• **Selected excerpt**:
*****

EC-funded project to promote improved cure rates after childhood cancer to the general public
(Vienna, February 15th 2009) “Today we can provide a cure for three out of four children who would have been considered incurable about 40 years ago”, states Prof. Helmut Gadner, head of the Children’s Cancer Research Institute, medical director of the St. Anna Children’s Hospital and coordinator of the two-year project “Overcoming Cancer with Research”. Funded by the Seventh Framework Programme of the European Union and launched in 2008, the Austrian-German initiative aims to communicate breakthroughs of child-cancer research, associated successful therapies and the need of continuous funding.
The consortium is composed of the Austrian St. Anna Kinderkrebsforschung (Children’s Cancer Research Institute) with expertise in pediatric tumour biology, the St. Anna Children’s Hospital, specialised in pediatric oncology, the German Childhood Cancer Foundation and the Otto Pammer Filmproduction, responsible for the production of audio-visual material during the whole duration of the project .
Improved long-term survival from 20% in the 1960s up to 75% of children and youths afflicted with cancer represent one of the major biomedical advances of the past four decades. This success is attributed to systematic biomedical and clinical research, international and interdisciplinary cooperation of specialists in pediatric cancer units and standardised treatments according to the current status of medical knowledge.
However, childhood cancer is still a life-threatening disease, treated with toxic therapies. Survivors may suffer from side-effects, such as developmental abnormalities, infertility, limited functioning of organs, second tumours, and psychosocial strains. “Previously the primary concern of research was to secure the life of our young patients. Today we can concern ourselves increasingly with the quality of survival and limiting long-term consequences”, states Michael Dworzak, head physician at the St. Anna Children’s Hospital, scientist and project-partner.

*****

• **Problem to work on**: Reproduce the entire text about the EC-funded childhood cancer project word for word.

• **Data under study**:
*****

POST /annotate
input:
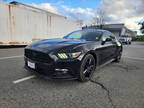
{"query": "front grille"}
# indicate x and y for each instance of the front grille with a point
(37, 56)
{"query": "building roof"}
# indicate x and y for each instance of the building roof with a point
(32, 7)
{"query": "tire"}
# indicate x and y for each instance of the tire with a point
(118, 57)
(87, 68)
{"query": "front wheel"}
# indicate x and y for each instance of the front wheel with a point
(118, 57)
(87, 68)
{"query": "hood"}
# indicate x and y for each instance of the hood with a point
(55, 44)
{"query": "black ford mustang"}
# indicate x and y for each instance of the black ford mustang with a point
(76, 56)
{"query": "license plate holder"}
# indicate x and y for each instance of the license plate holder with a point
(31, 64)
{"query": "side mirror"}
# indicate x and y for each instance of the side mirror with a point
(103, 40)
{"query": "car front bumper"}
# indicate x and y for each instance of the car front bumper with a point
(68, 69)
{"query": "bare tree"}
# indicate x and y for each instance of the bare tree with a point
(142, 27)
(99, 17)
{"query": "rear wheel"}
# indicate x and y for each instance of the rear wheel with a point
(87, 68)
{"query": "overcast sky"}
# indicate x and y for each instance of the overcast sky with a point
(129, 12)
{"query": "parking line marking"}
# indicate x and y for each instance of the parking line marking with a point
(24, 79)
(3, 58)
(135, 58)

*****

• **Answer space**:
EC-funded project to promote improved cure rates after childhood cancer to the general public
(Vienna, February 15th 2009) “Today we can provide a cure for three out of four children who would have been considered incurable about 40 years ago”, states Prof. Helmut Gadner, head of the Children’s Cancer Research Institute, medical director of the St. Anna Children’s Hospital and coordinator of the two-year project “Overcoming Cancer with Research”. Funded by the Seventh Framework Programme of the European Union and launched in 2008, the Austrian-German initiative aims to communicate breakthroughs of child-cancer research, associated successful therapies and the need of continuous funding.
The consortium is composed of the Austrian St. Anna Kinderkrebsforschung (Children’s Cancer Research Institute) with expertise in pediatric tumour biology, the St. Anna Children’s Hospital, specialised in pediatric oncology, the German Childhood Cancer Foundation and the Otto Pammer Filmproduction, responsible for the production of audio-visual material during the whole duration of the project .
Improved long-term survival from 20% in the 1960s up to 75% of children and youths afflicted with cancer represent one of the major biomedical advances of the past four decades. This success is attributed to systematic biomedical and clinical research, international and interdisciplinary cooperation of specialists in pediatric cancer units and standardised treatments according to the current status of medical knowledge.
However, childhood cancer is still a life-threatening disease, treated with toxic therapies. Survivors may suffer from side-effects, such as developmental abnormalities, infertility, limited functioning of organs, second tumours, and psychosocial strains. “Previously the primary concern of research was to secure the life of our young patients. Today we can concern ourselves increasingly with the quality of survival and limiting long-term consequences”, states Michael Dworzak, head physician at the St. Anna Children’s Hospital, scientist and project-partner.